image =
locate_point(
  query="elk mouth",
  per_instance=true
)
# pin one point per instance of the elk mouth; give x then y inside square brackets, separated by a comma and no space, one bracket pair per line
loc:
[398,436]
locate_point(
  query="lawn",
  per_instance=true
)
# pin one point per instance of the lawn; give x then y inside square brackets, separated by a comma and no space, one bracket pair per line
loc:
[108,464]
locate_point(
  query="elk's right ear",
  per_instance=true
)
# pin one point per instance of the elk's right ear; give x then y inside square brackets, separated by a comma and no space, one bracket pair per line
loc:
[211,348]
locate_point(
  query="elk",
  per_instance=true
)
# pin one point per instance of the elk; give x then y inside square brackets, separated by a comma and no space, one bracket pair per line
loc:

* [Challenge]: Show every line of the records above that contains the word "then".

* [Answer to the problem]:
# pin one point per instance of the elk mouth; give x then y inside square brackets, separated by a comma and no space, one bracket pair per line
# pin one point per instance of the lawn; give x then y inside square brackets, separated by a comma and no space, one bracket pair per line
# pin one point per instance of the elk's right ear; give x then y inside square brackets, separated by a comma and no space, one bracket pair per line
# pin one point per instance of the elk; give x then y inside square brackets, separated by a comma and no space, one bracket pair per line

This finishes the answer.